**Задания к работе**.
(a) Ответьте по фрагменту о Тендрякове:
(i) Какой осталась лежать на столе писателя повесть о Венере?
(ii) Что, по словам Тендрякова в интервью «Лит. газете» 1979 года, толкнуло его на «Находку»?
(iii) Кто вспоминает о встрече с Тендряковым в Пахре?
(b) Продолжите фрагмент о Тендрякове с того места, где он обрывается.

Научная фантастика находится в русле главных исканий автора — идейных, философских, эстетических. Писатель раздвигает границы социального поиска. Темы, конспективно намеченные в «Путешествии…», реализовывались в дальнейшем. Повесть о Венере, о противоречиях мирового разума незаконченной осталась лежать на его столе. «Я считаю, что разум не может ставить своей целью уничтожение другого разума. Подлинный разум всегда гуманен. И общение цивилизаций может дать только положительные результаты. И в этом я тоже оптимист» («Сов. литература», 1983, № 11).
«Путешествие длиной в век» — книга сильных страстей, прежде всего тех, которыми живет сам автор. Он верил в силу познания, в силу разума, этого уникального инструмента, данного человечеству эволюцией. «Нет повторения, но Прекрасное не умирает на Земле. Ничто не теряется совсем» — такова формула бессмертия по Тендрякову. Бессмертия не личного, а всего человечества.
Повесть помогает понять еще одну особенность писательского мироощущения — непременное слияние прошлого, настоящего и будущего. Без этого триединства многое в прозе Тендрякова останется непроясненным.
«Думается, произведения научной фантастики только тогда являются значительными, когда обращаются к философским проблемам», — говорил автор в интервью для журнала «Советская литература» (1983, № 11). Сам Тендряков определял «Путешествие длиной в век» как повесть «о бессмертии, о возможностях человеческого интеллекта, и, конечно, о долге и ответственности!» (Там же.)
Впервые — в журнале «Наука и религия», 1965, № 1–2.
В интервью «Лит. газете», (1979 г. № 16, апрель) Тендряков упоминал: «Как-то мне рассказали об одном казавшемся всем черством человеке, который нашел в лесу брошенную девочку и нес ее десятки километров на себе. Это толкнуло на „Находку“».
«В самом человеке дурное и хорошее неразделимо слито воедино, как едины противоположности в текучей природе» («Лит. газета», 1981, № 21, май, интервью).
Друг Владимира Федоровича Тендрякова — писатель К. Икрамов — вспоминает: «В одну из наших встреч в Пахре, сразу же после прогулки по лесу он сказал мне: „Давай-ка я тебе почитаю сейчас кое-что“. Вообще он любил читать вслух готовые вещи, главы, фрагменты из теоретических статей социологического и литературоведческого характера. Очень часто это заканчивалось горячими и даже запальчивыми спорами. „Держать дистанцию“ он не умел, — или принимал собеседника полностью, или вовсе старался не общаться.

(Данные указания на области)
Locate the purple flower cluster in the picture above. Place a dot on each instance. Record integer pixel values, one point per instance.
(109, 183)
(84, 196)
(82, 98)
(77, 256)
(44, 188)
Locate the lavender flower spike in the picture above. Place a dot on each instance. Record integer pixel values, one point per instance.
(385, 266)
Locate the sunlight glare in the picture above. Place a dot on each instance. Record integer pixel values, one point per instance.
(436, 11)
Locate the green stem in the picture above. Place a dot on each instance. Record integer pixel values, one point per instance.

--

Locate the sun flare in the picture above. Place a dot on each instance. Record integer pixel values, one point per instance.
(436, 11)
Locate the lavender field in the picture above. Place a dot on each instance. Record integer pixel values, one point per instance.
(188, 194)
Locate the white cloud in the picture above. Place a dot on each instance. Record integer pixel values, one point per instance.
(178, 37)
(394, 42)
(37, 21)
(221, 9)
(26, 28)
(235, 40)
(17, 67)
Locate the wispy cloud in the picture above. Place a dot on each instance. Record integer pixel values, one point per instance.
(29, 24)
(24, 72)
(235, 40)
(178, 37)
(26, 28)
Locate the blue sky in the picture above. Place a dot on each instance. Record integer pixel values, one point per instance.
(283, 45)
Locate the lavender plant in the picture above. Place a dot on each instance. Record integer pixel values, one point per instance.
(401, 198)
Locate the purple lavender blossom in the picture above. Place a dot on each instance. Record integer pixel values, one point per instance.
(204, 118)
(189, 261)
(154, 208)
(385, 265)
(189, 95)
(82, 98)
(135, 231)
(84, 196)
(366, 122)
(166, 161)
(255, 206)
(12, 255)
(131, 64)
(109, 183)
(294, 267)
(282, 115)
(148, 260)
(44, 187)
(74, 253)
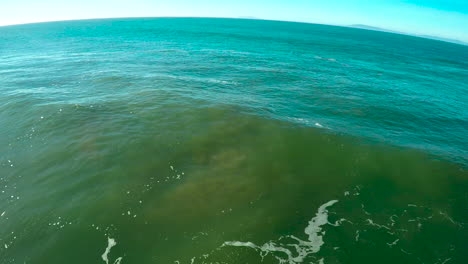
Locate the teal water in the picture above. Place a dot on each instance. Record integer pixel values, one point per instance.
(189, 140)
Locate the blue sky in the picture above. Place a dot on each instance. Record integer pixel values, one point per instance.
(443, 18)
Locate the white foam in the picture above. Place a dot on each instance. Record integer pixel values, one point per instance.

**Ответы к упражнению**.
(a)
(i) Незаконченной.
(ii) Рассказ о человеке, казавшемся всем черствым, который нашел в лесу брошенную девочку и нес ее десятки километров на себе.
(iii) Друг Тендрякова, писатель К. Икрамов.

(b)
В этот раз он читал по рукописи, не поднимая головы от текста. Я был совершенно захвачен столь неожиданным, непонятно откуда взявшимся куском жизни. Ничто из произведений друга, исключая „Кончины“, не произвело на меня такого впечатления. Мне казалось, да и сейчас кажется, что в „Находке“ писателю удалось в весьма лаконичной истории отразить историю нескольких десятилетии России, преломленную в сознании одного очень одинокого и сурового, как сама жизнь, человека.
Вначале „Находка“ предназначалась „Новому миру“. А. Твардовский прочитал первую часть повести и хотел, чтоб Владимир Федорович расширил ее. Так была дописана вторая часть повести. Пользуясь нашей дружбой, мне удалось уговорить писателя отдать ее в журнал „Наука и религия“, где я тогда вел отдел литературы и искусства. Ничего специфически антирелигиозного в повести не было. Но журнал осуществлял поворот к тому, чтоб атеистическое воспитание строилось на анализе самых сложных духовных проблем.
Вскоре я готовил „Находку“ к печати и, как помню, ни одного слова изменить в ней не пришлось — текст свой править он не давал вообще.
В отличие от всех известных мне писателей В. Ф. Тендряков был совершенно безразличен к тому, в каком издании появится новая публикация. Он считал, что художественное произведение, если оно того стоит, найдет своего читателя, где бы оно ни публиковалось. Дружбу Владимир Федорович ценил высоко. Так мне удалось заполучить для журнала „Чрезвычайное происшествие“ и „Апостольскую командировку“».
Впервые — в журнале «Новый мир», 1965, № 5.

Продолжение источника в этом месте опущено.